Items from a dataset
----------
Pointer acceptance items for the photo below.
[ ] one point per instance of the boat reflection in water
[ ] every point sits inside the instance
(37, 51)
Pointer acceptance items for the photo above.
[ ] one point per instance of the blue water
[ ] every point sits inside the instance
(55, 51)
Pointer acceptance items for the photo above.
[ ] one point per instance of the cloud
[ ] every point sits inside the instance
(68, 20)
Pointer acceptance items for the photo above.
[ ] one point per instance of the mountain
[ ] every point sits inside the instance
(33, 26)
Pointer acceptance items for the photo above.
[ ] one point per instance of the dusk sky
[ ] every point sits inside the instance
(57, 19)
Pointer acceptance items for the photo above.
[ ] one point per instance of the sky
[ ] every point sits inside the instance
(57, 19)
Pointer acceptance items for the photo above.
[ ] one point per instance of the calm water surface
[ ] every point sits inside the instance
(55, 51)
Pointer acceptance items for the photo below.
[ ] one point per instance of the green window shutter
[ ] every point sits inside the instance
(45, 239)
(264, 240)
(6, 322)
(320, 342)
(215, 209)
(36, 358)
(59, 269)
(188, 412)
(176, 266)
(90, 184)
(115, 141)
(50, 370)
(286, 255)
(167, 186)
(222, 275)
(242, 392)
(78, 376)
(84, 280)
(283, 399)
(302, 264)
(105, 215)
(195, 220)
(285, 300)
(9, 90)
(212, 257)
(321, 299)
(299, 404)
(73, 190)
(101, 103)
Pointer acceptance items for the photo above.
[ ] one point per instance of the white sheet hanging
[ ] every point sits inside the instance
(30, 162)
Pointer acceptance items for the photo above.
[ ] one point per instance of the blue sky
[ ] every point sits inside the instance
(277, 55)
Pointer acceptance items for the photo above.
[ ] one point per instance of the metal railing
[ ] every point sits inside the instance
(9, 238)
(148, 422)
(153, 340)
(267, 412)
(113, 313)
----------
§ EXERCISE DETAILS:
Transcribe every record above word for word.

§ EXERCISE OUTPUT:
Pointer acceptance items for the photo below.
[ ] one point per instance of the boat reflection in water
[ ] every point sits inside the instance
(37, 51)
Pointer acceptance items for the photo above.
[ ] one point per instance of the blue water
[ ] every point sits inside the instance
(55, 51)
Pointer acceptance items for the photo above.
[ ] one point per instance of the cloud
[ ] every point sits inside the instance
(68, 20)
Pointer acceptance items for the photo above.
[ ] one point per instance of the mountain
[ ] every point sits inside the instance
(33, 26)
Pointer acceptance items for the photo above.
[ ] one point per instance of the dusk sky
[ ] every point sits inside the instance
(57, 19)
Pointer acceptance items for the photo above.
[ ] one point per instance of the sky
[ ] every point sits inside the instance
(57, 19)
Pointer acceptance items for the photo above.
[ ] one point per instance of the calm water surface
[ ] every point sits inside the instance
(55, 51)
Pointer acceptance items for the photo below.
[ ] one point per instance of the green window shutter
[ ] every point sits inside the instance
(45, 239)
(264, 240)
(6, 322)
(320, 342)
(215, 209)
(36, 358)
(59, 269)
(188, 412)
(176, 266)
(90, 184)
(115, 141)
(50, 370)
(286, 255)
(167, 186)
(222, 275)
(242, 392)
(78, 376)
(84, 280)
(283, 399)
(302, 264)
(105, 215)
(195, 220)
(285, 300)
(9, 90)
(212, 257)
(321, 299)
(299, 404)
(73, 190)
(101, 103)
Pointer acceptance items for the photo above.
[ ] one point per instance of the white sheet hanging
[ ] every point sits inside the instance
(30, 162)
Pointer acceptance items for the photo above.
[ ] one point per instance of the blue sky
[ ] every point sits inside the instance
(277, 55)
Pointer acceptance items for the photo above.
[ ] one point per instance of the metal railing
[ ] every point sits inside the instance
(9, 238)
(148, 422)
(153, 340)
(267, 412)
(113, 313)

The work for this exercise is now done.